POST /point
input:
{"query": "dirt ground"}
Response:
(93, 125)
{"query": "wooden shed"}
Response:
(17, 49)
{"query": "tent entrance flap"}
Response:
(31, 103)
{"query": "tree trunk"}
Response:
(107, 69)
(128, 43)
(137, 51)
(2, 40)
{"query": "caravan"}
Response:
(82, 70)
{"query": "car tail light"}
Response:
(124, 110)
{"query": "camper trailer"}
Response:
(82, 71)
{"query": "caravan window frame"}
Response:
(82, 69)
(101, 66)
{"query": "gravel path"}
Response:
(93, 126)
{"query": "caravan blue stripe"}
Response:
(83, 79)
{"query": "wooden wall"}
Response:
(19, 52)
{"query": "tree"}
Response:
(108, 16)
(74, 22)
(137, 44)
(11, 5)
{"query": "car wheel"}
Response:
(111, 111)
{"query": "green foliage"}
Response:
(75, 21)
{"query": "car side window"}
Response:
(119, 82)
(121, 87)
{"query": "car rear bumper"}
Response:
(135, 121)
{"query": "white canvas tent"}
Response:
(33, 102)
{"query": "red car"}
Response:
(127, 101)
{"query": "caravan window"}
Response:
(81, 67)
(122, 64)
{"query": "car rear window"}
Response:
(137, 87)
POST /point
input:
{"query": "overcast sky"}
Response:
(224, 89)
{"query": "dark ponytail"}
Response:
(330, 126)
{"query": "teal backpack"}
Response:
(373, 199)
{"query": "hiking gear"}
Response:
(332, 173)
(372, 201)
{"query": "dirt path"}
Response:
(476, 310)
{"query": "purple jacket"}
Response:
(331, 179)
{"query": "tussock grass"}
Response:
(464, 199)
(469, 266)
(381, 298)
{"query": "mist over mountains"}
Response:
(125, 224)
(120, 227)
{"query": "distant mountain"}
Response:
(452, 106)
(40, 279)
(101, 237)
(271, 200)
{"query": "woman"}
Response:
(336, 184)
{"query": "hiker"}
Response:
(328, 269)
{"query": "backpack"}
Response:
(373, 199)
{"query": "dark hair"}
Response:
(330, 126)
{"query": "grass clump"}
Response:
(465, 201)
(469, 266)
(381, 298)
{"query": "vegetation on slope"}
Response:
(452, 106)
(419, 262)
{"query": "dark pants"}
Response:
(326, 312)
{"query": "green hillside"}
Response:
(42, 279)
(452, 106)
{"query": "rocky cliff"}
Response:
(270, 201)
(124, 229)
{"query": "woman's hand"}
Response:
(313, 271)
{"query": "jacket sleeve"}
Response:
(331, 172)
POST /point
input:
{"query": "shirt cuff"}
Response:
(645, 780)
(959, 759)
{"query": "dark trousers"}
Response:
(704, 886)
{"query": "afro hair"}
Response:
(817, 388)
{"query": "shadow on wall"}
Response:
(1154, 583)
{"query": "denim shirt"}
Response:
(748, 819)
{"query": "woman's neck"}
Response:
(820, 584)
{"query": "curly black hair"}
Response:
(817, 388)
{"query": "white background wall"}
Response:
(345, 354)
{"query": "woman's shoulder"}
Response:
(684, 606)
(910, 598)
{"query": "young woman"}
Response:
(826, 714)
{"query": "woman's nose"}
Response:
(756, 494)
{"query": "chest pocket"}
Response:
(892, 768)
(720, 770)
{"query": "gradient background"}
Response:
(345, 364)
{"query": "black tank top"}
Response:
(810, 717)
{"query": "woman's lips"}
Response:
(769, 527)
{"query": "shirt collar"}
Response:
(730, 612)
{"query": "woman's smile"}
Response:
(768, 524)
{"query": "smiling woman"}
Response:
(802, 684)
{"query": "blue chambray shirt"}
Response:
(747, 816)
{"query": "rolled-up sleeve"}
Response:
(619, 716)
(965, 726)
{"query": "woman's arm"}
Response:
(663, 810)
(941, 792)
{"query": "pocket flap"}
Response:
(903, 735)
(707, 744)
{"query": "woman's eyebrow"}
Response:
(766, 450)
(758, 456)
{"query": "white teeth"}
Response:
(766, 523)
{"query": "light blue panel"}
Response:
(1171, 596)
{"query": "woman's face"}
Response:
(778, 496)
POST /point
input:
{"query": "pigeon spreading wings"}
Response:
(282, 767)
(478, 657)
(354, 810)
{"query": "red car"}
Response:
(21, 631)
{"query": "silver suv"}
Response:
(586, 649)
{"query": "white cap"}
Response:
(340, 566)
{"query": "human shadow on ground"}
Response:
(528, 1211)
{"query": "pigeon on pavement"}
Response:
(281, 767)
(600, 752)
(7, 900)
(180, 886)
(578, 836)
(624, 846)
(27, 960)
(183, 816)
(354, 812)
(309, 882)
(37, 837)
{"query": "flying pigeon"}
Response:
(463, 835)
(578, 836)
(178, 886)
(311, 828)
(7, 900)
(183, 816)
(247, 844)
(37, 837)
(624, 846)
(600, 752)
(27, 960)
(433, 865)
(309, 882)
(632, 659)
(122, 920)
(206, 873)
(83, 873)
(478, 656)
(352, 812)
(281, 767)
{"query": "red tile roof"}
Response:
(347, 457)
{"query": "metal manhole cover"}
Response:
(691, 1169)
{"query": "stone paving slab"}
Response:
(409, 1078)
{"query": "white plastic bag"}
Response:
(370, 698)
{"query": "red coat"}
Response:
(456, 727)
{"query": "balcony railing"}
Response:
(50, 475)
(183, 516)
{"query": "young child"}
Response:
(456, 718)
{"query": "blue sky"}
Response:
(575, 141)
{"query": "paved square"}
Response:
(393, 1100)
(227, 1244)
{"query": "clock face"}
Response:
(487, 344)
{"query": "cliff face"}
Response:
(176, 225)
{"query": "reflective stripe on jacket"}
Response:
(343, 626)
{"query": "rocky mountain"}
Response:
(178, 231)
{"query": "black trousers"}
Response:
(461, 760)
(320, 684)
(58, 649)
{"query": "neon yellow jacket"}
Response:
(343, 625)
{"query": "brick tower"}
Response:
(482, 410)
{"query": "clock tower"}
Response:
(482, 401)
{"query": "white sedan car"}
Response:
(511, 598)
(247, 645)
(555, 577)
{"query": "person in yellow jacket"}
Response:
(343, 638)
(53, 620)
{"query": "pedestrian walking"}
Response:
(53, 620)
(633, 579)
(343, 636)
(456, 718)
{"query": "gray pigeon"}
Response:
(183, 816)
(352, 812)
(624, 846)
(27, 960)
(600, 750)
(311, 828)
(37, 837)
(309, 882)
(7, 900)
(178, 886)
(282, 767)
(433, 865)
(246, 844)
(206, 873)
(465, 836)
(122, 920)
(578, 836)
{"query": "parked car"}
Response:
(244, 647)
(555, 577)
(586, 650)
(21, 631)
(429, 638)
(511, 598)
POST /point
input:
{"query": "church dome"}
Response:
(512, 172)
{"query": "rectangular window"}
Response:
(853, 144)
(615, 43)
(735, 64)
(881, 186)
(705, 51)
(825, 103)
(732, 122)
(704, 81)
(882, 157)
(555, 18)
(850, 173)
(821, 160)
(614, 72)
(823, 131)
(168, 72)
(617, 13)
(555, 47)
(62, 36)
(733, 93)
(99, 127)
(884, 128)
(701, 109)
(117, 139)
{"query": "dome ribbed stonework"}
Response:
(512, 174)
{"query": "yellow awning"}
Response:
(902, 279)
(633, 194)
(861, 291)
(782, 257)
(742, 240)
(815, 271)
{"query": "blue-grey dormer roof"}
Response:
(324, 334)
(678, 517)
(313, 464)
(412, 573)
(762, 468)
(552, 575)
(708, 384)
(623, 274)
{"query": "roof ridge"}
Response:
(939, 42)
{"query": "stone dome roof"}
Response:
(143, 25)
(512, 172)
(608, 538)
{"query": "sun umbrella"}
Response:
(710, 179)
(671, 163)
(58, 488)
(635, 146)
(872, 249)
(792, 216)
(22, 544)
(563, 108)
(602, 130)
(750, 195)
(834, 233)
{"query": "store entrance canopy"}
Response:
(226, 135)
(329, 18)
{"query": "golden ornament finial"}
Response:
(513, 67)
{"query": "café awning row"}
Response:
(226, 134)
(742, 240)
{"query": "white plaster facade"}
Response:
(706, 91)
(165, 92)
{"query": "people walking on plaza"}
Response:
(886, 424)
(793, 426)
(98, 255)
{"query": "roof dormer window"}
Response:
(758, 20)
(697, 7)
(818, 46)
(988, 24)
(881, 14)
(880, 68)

****************************************

(ACTIVITY):
This task calls for each line of the material that contains "wall".

(ANSWER SECTION):
{"query": "wooden wall"}
{"query": "shadow on wall"}
{"query": "white background wall"}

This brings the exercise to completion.